Les scrutins municipaux se suivent et, étrangement, se ressemblent. Malgré l’inexorable montée en puissance des intercommunalités, la plupart des candidats, maires sortants compris, font « comme si ». Comme si, des transports à la politique de l’eau en passant par les grands équipements, les municipalités étaient encore souveraines… Comme si les intercos ne levaient pas l’impôt… Comme si les budgets de ces groupements ne représentaient pas, parfois, deux à trois fois plus que les comptes de leur ville-centre…
Le fléchage des élus communautaires, sous la forme d’une double liste sur les bulletins de vote dans les communes de plus de 1 000 habitants, ne change pas grand-chose à l’affaire. Les établissements publics de coopération intercommunale à fiscalité propre demeurent, le plus souvent, des objets politiques non identifiés.
Appels à la mutualisation – Les adversaires des équipes en place dénoncent, ici et là, des administrations obèses et technocratiques. Ces challengers vilipendent « le matraquage fiscal » qui en émanerait. Les rapports de la Cour des comptes en guise de bréviaires, ils prônent une hyper-mutualisation avec les communes. « La seule voie », disent-ils, pour « maîtriser la dépense ».
Jacques Domergue, chef de file de l’UMP à Montpellier, excelle dans cet exercice. « C’est tout le paradoxe : les détracteurs de la gestion des intercos veulent davantage d’intégration communautaire », relève Nicolas Portier, délégué général de l’Assemblée des communautés de France.
En dehors d’un quarteron de maires réunis autour de l’ex-candidat à la présidentielle Gérard Schivardi, la plupart des candidats évitent de trop brandir l’étendard des 36 000 communes. Le discours anti-interco apparaît peu mobilisateur en milieu rural. Les communautés de communes sont elles-mêmes si mouvantes…
Les limites territoriales de la plupart d’entre elles ont été redessinées durant ce mandat. Elles le seront sans doute encore, le gouvernement s’apprêtant à rouvrir le chantier de « la rationalisation des périmètres ». Autant de changements peu propices au sentiment d’appartenance.
On observe cependant un frémissement dans certaines villes. A Fécamp (Seine-Maritime), Estelle Grelier (PS), vice-présidente de l’ADCF, s’affirme comme une militante de choc de l’interco. Son mot d’ordre ? « De l’énergie pour l’agglo ».
Des socialistes, majoritaires dans la plupart des grands ensembles urbains, présentent des programmes communautaires déclinés dans chaque commune. Rennes et Nantes figurent, à cet égard, parmi les bons élèves.

• **Consignes**:
1 > Selon l'article sur les intercommunalités, qui est délégué général de l'Assemblée des communautés de France ?
2 > Indiquez si chaque affirmation concorde avec l'article sur les intercommunalités, en citant les mots qui tranchent : (a) Jacques Domergue dirige l'UMP à Montpellier ; (b) le discours anti-interco mobilise fortement en milieu rural ; (c) Estelle Grelier est vice-présidente de l'ADCF.
3 > Poursuivez l'article sur les intercommunalités et les élections municipales après sa dernière phrase.
Le matériel ci-après provient d'une autre source.

• **Matériel**:

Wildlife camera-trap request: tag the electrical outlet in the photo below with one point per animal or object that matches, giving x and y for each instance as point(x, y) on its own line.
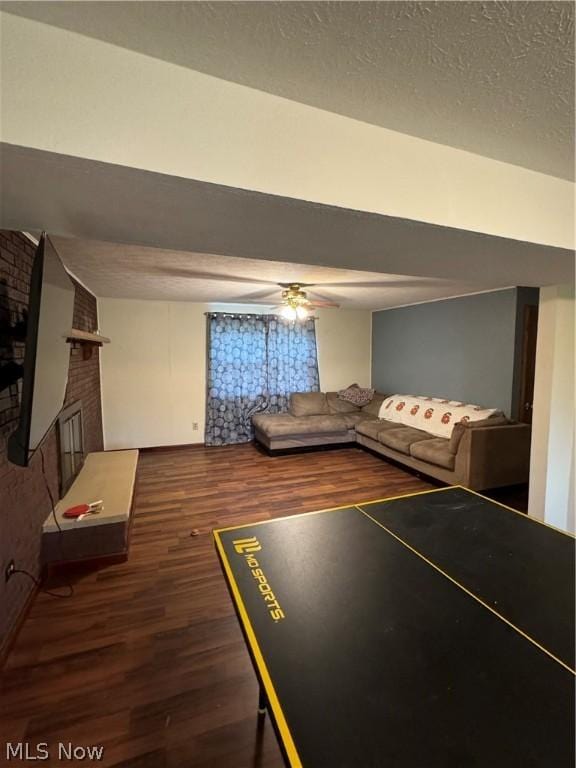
point(9, 572)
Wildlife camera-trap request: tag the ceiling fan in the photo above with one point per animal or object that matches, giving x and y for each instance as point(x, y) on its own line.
point(295, 303)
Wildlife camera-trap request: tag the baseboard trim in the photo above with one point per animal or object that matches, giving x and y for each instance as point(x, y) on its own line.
point(152, 448)
point(12, 636)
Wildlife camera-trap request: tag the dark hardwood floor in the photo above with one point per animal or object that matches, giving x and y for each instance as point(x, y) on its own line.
point(147, 658)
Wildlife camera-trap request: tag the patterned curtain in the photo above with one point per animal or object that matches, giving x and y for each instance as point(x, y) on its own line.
point(254, 363)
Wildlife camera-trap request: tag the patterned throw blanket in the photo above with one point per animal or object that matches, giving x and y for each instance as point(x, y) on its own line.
point(432, 414)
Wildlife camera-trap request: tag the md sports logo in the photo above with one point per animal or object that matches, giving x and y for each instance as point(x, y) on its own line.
point(246, 548)
point(242, 546)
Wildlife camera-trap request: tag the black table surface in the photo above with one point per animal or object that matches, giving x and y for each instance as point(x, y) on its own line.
point(410, 645)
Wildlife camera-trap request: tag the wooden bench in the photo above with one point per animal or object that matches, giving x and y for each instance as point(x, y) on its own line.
point(109, 476)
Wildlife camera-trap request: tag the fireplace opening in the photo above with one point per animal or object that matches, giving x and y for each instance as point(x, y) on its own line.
point(71, 444)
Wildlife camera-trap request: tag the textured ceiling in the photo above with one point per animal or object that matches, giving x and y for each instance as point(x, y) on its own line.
point(136, 272)
point(90, 200)
point(494, 78)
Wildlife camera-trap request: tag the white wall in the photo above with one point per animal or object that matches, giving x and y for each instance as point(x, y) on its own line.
point(103, 102)
point(551, 495)
point(154, 370)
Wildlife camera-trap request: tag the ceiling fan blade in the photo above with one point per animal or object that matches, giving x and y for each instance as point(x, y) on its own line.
point(321, 304)
point(177, 272)
point(295, 282)
point(409, 283)
point(260, 295)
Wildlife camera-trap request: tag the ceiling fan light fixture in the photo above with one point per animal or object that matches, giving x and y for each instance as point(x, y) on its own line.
point(288, 312)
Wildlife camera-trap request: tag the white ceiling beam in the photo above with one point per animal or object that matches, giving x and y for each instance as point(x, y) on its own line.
point(66, 93)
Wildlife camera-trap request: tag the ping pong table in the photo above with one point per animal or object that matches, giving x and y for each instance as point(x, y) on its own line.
point(434, 630)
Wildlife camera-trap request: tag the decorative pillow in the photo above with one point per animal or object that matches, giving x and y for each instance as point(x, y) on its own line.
point(356, 395)
point(432, 414)
point(337, 405)
point(373, 407)
point(308, 404)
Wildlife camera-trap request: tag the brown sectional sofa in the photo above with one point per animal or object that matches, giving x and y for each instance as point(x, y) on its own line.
point(480, 455)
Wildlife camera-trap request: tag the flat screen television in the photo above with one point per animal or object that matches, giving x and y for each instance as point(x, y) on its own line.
point(47, 353)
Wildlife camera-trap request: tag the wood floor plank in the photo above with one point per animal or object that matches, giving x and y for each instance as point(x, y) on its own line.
point(147, 657)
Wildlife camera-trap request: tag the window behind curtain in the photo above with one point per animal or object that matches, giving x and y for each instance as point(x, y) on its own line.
point(254, 363)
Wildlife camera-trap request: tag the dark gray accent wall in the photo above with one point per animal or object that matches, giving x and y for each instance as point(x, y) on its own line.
point(462, 349)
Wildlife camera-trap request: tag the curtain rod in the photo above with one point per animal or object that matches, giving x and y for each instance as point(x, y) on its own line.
point(257, 314)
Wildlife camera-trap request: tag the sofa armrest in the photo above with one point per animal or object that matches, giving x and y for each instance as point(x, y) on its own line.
point(490, 457)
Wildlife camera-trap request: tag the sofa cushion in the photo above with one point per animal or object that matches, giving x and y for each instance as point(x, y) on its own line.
point(436, 451)
point(279, 424)
point(352, 419)
point(373, 427)
point(373, 407)
point(336, 405)
point(308, 404)
point(493, 421)
point(401, 438)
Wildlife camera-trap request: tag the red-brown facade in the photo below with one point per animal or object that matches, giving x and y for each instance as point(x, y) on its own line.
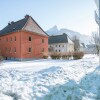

• **Réponses**:
1 > Nicolas Portier.

2 >
(a) Oui : « Jacques Domergue, chef de file de l’UMP à Montpellier ».
(b) Non : « Le discours anti-interco apparaît peu mobilisateur en milieu rural ».
(c) Oui : « Estelle Grelier (PS), vice-présidente de l’ADCF ».

3 >
Alain Juppé, assuré à Bordeaux d’être réélu dans un fauteuil (1), fait campagne dans les communes environnantes. Objectif : reprendre à la gauche la présidence de la communauté urbaine. A la gauche du PS, les têtes de liste mettent la question démocratique sur la table. Eric Piolle, leader à Grenoble de la liste EELV – Parti de gauche, dénonce « le nouveau cadre légal des métropoles fondé sur la mise en concurrence des territoires et l’impossibilité de tout contrôle citoyen ».
« Deals » d’entre-deux-tours – De plus en plus de prétendants affichent néanmoins la couleur : ils indiquent, avant le scrutin, s’ils brigueront la présidence de leur intercommunalité. Les « tickets » sont une grande tendance de cette édition 2014 des municipales. A Reims, Arnaud Robinet (UMP) vise le poste de premier magistrat, sa colistière Catherine Vautrin (UMP) la présidence de la communauté d’agglomération. Au sein du PS rennais, les deux bébés « Hervé » (2), Nathalie Apperé et Emmanuel Couet, se sont entendus sur un « Yalta » du même genre.
A droite, le pouvoir se transmet souvent en douceur. En cas de victoire de leur liste, André Rossinot à Nancy, Bruno Bourg-Broc à Châlons-en-Champagne et Bernard Brochand à Cannes laisseront leur fauteuil de maire à Benoist Apparu, Laurent Hénart et David Lisnard. Ils conserveront, en revanche, la présidence de leur interco, comme l’avait fait Pierre Mauroy entre 2001 et 2008 après l’élection de Martine Aubry à Lille.
Ces opérations « transparence » s’arrêtent aux portes des vice-présidences. Les têtes de liste veulent garder du grain à moudre pour les « négos » de l’entre-deux-tours. C’est alors que seront promises bien des vice-présidences. Une phase qui entraîne, au final, une inflation du nombre de postes au sein des exécutifs communautaires, des délégations exotiques (« fourrière animale », « gestion des zones humides »…) fleurissant au gré des « deals ». Des trocs qui seront toutefois moins nombreux qu’en 2008. Dans le droit fil de la réforme territoriale de 2010, le nombre de vice-présidences a été revu à la baisse.
« Les maires préfèrent reprendre à leur compte les politiques communautaires »
Rémy Le Saout, politologue, auteur de « L’intercommunalité en campagne », Presses universitaires de Rennes, 2010.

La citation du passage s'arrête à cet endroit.